Data records:
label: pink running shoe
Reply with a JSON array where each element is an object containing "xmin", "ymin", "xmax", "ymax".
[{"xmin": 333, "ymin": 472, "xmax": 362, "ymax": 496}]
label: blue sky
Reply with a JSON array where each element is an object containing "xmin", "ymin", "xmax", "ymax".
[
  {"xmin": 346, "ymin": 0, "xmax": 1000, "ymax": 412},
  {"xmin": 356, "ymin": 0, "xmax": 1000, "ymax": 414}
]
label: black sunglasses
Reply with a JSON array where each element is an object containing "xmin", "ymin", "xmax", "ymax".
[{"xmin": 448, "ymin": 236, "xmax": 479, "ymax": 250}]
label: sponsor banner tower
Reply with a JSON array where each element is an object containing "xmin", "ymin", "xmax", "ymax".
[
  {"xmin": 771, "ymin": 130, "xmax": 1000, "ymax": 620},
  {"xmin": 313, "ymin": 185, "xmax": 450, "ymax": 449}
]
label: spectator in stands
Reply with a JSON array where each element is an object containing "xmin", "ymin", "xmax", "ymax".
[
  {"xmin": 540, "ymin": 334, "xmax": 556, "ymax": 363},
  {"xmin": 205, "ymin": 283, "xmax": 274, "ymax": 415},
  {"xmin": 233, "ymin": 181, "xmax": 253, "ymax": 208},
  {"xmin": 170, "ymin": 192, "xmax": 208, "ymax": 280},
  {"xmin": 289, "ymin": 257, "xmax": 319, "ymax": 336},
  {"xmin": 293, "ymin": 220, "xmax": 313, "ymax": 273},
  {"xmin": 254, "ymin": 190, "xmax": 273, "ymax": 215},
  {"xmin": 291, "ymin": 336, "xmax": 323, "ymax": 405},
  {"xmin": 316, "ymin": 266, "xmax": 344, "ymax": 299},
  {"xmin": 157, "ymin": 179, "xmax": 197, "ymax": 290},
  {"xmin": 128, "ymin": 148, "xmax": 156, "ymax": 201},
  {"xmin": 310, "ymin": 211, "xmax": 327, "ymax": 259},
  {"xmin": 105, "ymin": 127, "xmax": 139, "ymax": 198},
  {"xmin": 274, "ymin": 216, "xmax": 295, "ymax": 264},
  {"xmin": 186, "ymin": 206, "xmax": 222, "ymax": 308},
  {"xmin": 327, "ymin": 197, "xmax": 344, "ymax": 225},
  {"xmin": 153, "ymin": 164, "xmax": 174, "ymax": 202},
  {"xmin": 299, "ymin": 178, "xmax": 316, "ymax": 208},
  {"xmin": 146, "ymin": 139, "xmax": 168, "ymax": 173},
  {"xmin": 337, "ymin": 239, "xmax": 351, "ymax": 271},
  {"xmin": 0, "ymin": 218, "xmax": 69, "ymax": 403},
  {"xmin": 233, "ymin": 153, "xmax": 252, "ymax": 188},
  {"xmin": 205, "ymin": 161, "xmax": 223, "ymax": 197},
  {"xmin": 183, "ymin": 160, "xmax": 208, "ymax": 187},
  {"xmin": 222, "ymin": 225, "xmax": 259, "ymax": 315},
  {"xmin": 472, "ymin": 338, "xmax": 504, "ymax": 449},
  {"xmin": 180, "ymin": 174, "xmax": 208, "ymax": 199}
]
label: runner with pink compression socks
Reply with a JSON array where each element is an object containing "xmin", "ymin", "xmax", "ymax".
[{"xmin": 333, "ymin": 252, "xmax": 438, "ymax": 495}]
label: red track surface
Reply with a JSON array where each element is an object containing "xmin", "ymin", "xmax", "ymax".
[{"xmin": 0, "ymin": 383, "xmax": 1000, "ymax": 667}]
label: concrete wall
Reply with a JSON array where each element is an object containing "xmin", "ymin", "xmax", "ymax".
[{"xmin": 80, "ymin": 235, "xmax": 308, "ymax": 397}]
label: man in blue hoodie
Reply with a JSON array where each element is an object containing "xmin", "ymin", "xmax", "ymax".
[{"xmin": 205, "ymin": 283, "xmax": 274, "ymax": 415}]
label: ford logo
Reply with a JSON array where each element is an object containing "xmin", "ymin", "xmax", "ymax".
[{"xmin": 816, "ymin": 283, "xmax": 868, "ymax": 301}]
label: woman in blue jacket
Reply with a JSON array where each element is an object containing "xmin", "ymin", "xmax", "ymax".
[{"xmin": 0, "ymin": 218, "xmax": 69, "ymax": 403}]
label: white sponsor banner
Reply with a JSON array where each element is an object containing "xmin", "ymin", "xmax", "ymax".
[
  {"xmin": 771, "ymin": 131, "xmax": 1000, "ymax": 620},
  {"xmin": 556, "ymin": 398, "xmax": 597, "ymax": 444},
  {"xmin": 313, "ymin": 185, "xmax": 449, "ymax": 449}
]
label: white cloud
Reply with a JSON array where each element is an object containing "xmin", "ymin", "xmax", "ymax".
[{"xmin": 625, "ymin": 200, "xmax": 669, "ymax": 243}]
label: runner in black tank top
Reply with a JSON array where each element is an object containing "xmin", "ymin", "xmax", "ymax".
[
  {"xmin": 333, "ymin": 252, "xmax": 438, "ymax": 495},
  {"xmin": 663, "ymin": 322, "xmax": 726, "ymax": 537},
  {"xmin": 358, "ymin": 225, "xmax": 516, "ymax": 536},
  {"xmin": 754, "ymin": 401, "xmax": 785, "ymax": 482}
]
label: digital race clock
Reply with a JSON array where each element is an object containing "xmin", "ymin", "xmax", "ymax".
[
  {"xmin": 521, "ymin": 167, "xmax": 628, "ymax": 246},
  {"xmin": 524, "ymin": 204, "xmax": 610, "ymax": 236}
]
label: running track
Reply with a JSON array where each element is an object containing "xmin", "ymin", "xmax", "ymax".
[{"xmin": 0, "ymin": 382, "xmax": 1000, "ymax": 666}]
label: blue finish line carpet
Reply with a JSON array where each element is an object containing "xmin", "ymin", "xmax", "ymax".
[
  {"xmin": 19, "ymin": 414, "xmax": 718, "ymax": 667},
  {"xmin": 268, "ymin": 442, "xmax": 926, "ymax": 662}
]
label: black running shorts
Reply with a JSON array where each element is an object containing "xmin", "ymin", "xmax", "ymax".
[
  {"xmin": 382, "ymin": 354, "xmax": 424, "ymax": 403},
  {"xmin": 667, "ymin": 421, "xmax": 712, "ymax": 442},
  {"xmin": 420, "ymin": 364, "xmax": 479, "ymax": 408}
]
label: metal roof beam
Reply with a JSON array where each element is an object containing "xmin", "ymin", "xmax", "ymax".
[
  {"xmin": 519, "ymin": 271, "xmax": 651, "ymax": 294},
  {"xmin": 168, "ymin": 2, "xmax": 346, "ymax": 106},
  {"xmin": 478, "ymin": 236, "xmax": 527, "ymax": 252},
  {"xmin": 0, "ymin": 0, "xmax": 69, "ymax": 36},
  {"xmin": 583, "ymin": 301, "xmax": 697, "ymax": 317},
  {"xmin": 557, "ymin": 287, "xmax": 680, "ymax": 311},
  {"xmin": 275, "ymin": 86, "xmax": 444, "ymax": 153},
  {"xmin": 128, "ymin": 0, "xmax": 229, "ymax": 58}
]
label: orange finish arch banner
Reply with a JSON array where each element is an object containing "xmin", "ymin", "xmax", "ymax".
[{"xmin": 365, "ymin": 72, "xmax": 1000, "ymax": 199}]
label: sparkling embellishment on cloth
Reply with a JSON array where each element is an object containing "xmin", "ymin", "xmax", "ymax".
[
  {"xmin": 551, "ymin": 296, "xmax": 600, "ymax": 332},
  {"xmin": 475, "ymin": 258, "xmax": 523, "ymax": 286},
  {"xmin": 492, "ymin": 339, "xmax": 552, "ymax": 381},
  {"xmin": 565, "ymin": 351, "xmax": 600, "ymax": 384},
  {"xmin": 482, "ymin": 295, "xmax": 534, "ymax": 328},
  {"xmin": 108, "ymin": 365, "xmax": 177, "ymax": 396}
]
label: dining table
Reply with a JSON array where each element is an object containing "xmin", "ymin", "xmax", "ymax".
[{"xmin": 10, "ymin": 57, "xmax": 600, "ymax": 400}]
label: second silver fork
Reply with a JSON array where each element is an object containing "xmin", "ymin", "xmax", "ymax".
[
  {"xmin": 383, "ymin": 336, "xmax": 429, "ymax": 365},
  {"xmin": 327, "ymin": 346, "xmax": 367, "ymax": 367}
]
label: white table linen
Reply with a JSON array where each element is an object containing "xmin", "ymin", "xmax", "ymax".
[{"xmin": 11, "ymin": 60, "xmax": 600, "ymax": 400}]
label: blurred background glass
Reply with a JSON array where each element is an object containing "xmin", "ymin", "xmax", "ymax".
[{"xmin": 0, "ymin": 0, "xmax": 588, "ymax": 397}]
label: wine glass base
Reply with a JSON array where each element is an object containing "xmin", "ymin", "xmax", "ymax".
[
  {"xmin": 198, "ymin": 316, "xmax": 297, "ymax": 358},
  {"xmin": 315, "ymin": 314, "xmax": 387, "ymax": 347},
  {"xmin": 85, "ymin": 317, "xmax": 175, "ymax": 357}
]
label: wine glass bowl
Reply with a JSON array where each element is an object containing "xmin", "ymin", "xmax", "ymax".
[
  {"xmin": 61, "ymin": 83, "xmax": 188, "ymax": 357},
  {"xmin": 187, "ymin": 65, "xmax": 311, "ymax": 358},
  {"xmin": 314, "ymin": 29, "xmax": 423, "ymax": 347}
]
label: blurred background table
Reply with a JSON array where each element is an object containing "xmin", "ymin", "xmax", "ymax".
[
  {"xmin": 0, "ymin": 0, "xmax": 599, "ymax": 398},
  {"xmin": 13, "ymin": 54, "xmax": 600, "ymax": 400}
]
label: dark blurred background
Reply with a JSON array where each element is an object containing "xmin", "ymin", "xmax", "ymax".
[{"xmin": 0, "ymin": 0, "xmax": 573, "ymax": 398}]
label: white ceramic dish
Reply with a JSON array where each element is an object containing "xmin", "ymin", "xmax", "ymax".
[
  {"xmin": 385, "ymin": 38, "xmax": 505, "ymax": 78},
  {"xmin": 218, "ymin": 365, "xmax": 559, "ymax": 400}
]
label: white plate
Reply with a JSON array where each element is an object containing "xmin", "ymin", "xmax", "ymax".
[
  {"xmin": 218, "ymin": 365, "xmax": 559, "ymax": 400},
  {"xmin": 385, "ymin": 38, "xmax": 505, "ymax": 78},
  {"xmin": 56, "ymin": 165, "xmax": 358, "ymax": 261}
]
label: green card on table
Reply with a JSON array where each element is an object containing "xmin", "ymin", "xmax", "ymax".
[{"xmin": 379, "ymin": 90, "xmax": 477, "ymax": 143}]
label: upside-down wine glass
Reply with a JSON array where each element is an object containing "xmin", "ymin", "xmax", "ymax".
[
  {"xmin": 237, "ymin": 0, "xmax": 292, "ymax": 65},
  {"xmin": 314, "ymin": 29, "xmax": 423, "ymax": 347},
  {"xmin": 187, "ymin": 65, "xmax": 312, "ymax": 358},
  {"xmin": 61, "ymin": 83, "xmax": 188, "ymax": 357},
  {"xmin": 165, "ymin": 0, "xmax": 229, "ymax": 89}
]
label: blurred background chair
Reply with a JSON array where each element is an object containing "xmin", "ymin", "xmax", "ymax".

DIRECTIONS FOR THIS TASK →
Give again only the lines of the material above that run from the one with "label: dark blurred background" through the end, both included, exactly as they appear.

ANSWER IN FULL →
label: dark blurred background
Reply with a JSON array where each element is an object containing "xmin", "ymin", "xmax", "ymax".
[{"xmin": 0, "ymin": 0, "xmax": 573, "ymax": 398}]
label: white ceramic dish
Reply with a JSON array where each element is an object containing "xmin", "ymin", "xmax", "ymax".
[
  {"xmin": 385, "ymin": 38, "xmax": 505, "ymax": 78},
  {"xmin": 218, "ymin": 365, "xmax": 559, "ymax": 400}
]
label: white plate
Reply with a JSON array where each element is an object containing "xmin", "ymin", "xmax", "ymax".
[
  {"xmin": 218, "ymin": 365, "xmax": 559, "ymax": 400},
  {"xmin": 385, "ymin": 38, "xmax": 505, "ymax": 78},
  {"xmin": 56, "ymin": 165, "xmax": 358, "ymax": 261}
]
label: green card on table
Reply with a JSON array where each element is an object containing "xmin", "ymin", "xmax", "ymax".
[{"xmin": 379, "ymin": 90, "xmax": 477, "ymax": 143}]
label: upside-down wine glass
Reply with a JSON array where each element is an object containing "xmin", "ymin", "xmax", "ymax".
[
  {"xmin": 237, "ymin": 0, "xmax": 292, "ymax": 65},
  {"xmin": 314, "ymin": 29, "xmax": 423, "ymax": 347},
  {"xmin": 187, "ymin": 65, "xmax": 312, "ymax": 358},
  {"xmin": 61, "ymin": 83, "xmax": 188, "ymax": 357},
  {"xmin": 165, "ymin": 0, "xmax": 229, "ymax": 89}
]
label: blurred background chair
Reply with a JSON array where each element is an object containing "xmin", "ymin", "xmax", "ymax".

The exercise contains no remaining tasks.